___ Data supplied ___
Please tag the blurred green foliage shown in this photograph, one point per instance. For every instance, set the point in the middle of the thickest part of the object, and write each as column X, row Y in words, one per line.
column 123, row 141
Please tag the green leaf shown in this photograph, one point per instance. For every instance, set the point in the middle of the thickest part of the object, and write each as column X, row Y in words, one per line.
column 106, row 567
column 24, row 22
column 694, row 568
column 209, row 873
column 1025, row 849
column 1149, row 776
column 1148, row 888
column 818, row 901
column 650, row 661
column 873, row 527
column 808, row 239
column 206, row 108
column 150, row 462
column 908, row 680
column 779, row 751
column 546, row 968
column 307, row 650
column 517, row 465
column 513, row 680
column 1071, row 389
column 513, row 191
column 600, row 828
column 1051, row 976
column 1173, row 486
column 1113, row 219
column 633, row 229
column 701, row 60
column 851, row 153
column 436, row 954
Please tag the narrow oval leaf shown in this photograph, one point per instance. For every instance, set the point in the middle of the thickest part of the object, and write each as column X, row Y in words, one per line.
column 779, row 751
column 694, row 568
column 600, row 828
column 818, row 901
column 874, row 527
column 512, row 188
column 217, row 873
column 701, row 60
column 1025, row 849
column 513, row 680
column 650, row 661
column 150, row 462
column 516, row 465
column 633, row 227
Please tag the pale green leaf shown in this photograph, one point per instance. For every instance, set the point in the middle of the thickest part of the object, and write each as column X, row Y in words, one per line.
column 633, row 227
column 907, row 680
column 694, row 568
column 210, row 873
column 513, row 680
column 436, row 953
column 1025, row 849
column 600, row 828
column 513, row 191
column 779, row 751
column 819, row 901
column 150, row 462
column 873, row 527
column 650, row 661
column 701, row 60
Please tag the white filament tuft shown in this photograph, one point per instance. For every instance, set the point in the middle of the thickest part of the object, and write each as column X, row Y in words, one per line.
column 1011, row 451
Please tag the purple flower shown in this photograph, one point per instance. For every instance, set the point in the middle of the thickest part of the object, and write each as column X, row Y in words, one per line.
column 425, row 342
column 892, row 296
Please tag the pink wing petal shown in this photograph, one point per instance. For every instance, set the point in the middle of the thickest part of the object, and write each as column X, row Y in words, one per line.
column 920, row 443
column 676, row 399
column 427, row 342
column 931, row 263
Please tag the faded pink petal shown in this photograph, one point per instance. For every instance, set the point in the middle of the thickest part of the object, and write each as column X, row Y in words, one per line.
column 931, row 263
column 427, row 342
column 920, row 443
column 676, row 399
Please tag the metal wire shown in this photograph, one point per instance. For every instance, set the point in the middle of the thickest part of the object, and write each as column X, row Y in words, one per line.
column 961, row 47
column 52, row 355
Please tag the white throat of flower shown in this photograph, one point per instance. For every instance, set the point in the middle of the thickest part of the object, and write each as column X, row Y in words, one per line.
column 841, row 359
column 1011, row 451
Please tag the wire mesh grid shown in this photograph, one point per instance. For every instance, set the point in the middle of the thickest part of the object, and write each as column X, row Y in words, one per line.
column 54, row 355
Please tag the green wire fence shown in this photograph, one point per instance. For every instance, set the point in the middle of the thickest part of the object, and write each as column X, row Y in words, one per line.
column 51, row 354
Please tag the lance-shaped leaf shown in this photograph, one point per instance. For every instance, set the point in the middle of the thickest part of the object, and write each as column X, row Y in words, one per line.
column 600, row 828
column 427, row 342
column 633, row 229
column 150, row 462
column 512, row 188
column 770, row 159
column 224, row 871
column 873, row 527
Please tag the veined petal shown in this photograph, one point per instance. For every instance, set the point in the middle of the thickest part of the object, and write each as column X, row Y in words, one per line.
___
Your response must contain the complete listing, copied without deviation.

Please tag the blurred green foliage shown in this photograph, one point per instance. For every instance, set the point in the middle of the thickest part of the object, and write each as column X, row Y in words, one per line.
column 123, row 141
Please tag the green leaf shown in this photograph, one point per instance. For every instance, set the point in the middle of the thickest part of the object, and write each as column X, row Y in words, one per line.
column 106, row 567
column 24, row 22
column 694, row 568
column 209, row 873
column 1025, row 849
column 1149, row 776
column 1148, row 888
column 818, row 901
column 650, row 661
column 873, row 527
column 808, row 239
column 206, row 108
column 150, row 462
column 908, row 680
column 779, row 751
column 546, row 968
column 307, row 650
column 517, row 465
column 513, row 680
column 1071, row 389
column 513, row 191
column 600, row 828
column 1051, row 976
column 1173, row 486
column 1113, row 219
column 633, row 229
column 701, row 60
column 851, row 153
column 436, row 954
Please tag the narrow oval leaf shown in this photograph, one point per instance. For every instance, set the point in the middle of the thickest part of the object, and write each as column X, row Y in words, one per line.
column 779, row 751
column 694, row 568
column 600, row 828
column 818, row 901
column 874, row 527
column 512, row 188
column 217, row 873
column 701, row 60
column 1025, row 849
column 513, row 680
column 650, row 661
column 150, row 462
column 516, row 465
column 633, row 227
Please tag the pale green leaf shown in this photograph, one point per instance. For every instance, set the point in the middle of the thickest part of the object, and write each as column X, row Y in words, one per line.
column 633, row 227
column 907, row 680
column 694, row 568
column 210, row 873
column 513, row 680
column 436, row 953
column 1025, row 849
column 600, row 828
column 513, row 191
column 779, row 751
column 819, row 901
column 150, row 462
column 873, row 527
column 650, row 661
column 701, row 60
Please tag the white filament tuft shown in this photograph, one point per instance. For every instance, set the point in the middle of the thickest part of the object, and write each as column X, row Y in words, one per line.
column 1011, row 451
Please tag the purple flower shown in this photograph, one point per instance. For every instance, set the point in the middle of the thickest part of the object, and write each as column X, row Y in words, one per line.
column 425, row 342
column 892, row 296
Please tag the pink wing petal shown in this photograph, one point per instance. For every instance, set the point in the middle of the thickest part of the object, and write each as column X, row Y in words, one per line.
column 920, row 443
column 676, row 399
column 427, row 342
column 931, row 263
Please tag the faded pink petal shown in this photograph, one point per instance. For every instance, set the point in the middle of the thickest part of the object, and write each as column X, row Y in words, one per line.
column 931, row 263
column 427, row 342
column 920, row 443
column 676, row 399
Please tag the metal wire shown in this photograph, one point per instance. For every instance, set the point in the middle of the thickest part of the object, and write each as column X, row Y in words, one per line.
column 961, row 47
column 52, row 355
Please tag the white throat of flower shown in this photograph, one point per instance. For every instance, set the point in the middle of the thickest part of the object, and write each as column X, row Y in words, one per line.
column 841, row 359
column 1011, row 451
Please tag the wire mesh grid shown in this photograph, one point per instance. For every instance, set the point in the middle of the thickest part of the object, and write each as column X, row Y in words, one per line.
column 54, row 355
Please tag the green wire fence shown in this photograph, one point per instance. For every instance, set the point in the middle of the thickest part of the object, and write each as column X, row Y in words, one per line.
column 51, row 354
Please tag the lance-shaped leaf shown in this photograph, one point per instance. For every instance, set the point in the middle of the thickest part of the object, and write each as column X, row Y in words, one per line.
column 600, row 828
column 427, row 342
column 633, row 229
column 150, row 462
column 512, row 188
column 770, row 159
column 224, row 871
column 873, row 527
Please tag the veined petal shown in this photograph, one point per instance. For every instance, set the point in the middle of the thickest part of the object, and write each as column X, row Y in words, one per line.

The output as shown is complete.